-------- LISTED ENTRIES

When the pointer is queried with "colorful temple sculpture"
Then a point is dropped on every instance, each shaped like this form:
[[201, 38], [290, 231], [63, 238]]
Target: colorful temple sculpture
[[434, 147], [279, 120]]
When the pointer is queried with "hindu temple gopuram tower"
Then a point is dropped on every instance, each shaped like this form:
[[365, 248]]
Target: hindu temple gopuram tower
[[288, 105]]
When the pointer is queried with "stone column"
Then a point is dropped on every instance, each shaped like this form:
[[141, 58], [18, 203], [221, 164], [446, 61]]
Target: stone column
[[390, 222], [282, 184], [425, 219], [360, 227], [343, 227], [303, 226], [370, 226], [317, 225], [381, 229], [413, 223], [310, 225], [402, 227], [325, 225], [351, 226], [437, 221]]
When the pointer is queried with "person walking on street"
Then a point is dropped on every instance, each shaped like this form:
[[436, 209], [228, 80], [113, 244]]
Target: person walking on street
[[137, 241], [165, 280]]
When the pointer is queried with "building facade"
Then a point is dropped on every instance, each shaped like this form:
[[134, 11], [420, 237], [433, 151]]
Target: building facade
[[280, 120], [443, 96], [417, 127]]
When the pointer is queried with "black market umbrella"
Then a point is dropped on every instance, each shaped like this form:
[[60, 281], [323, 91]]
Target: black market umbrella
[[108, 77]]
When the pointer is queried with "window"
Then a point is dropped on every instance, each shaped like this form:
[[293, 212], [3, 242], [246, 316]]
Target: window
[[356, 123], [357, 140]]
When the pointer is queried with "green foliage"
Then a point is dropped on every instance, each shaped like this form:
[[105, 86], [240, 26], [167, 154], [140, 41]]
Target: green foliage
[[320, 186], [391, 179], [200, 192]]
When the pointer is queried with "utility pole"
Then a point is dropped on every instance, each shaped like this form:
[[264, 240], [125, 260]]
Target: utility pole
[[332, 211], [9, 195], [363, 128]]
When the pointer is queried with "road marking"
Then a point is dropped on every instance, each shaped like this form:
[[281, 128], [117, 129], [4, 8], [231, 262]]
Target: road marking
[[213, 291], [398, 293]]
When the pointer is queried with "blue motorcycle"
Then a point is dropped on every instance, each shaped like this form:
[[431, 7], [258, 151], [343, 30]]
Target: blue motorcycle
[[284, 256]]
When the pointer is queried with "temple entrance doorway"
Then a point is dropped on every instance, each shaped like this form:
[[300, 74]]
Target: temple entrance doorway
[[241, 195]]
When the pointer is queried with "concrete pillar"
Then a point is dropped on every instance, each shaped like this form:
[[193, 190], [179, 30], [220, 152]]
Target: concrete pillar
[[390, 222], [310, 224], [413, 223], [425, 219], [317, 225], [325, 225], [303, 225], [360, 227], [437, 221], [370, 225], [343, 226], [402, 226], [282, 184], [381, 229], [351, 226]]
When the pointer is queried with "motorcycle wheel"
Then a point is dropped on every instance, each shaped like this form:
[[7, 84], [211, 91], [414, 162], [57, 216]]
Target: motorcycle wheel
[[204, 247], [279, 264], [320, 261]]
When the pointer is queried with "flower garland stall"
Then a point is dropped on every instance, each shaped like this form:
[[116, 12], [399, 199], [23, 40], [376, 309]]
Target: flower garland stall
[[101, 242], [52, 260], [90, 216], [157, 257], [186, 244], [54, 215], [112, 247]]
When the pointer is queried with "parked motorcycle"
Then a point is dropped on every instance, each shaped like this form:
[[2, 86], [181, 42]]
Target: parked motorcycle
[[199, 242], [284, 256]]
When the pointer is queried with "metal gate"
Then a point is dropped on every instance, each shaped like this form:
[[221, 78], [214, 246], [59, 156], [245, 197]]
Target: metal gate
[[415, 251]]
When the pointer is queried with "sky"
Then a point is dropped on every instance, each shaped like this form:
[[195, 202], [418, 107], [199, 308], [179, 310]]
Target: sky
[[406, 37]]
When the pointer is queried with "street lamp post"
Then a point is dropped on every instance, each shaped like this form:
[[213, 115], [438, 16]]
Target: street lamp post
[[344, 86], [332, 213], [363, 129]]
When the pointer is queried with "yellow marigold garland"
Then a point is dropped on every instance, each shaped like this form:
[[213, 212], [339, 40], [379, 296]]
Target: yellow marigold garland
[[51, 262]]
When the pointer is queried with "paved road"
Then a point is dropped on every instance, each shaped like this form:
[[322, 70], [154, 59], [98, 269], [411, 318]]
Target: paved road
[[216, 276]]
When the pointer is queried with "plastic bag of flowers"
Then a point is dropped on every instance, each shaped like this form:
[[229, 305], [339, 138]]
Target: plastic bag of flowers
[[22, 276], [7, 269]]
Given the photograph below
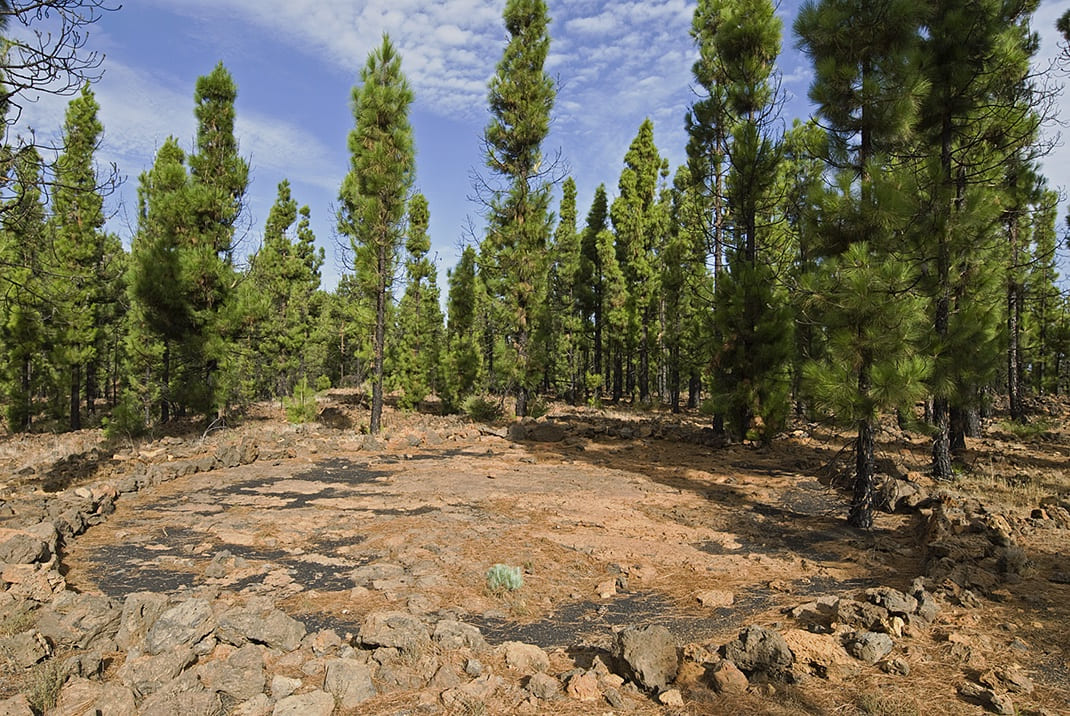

----------------

__TASK INSTRUCTIONS__:
How many lines in the entries above contain the word "post"? Reply with the number alone.

__ANSWER TO THE EXERCISE__:
2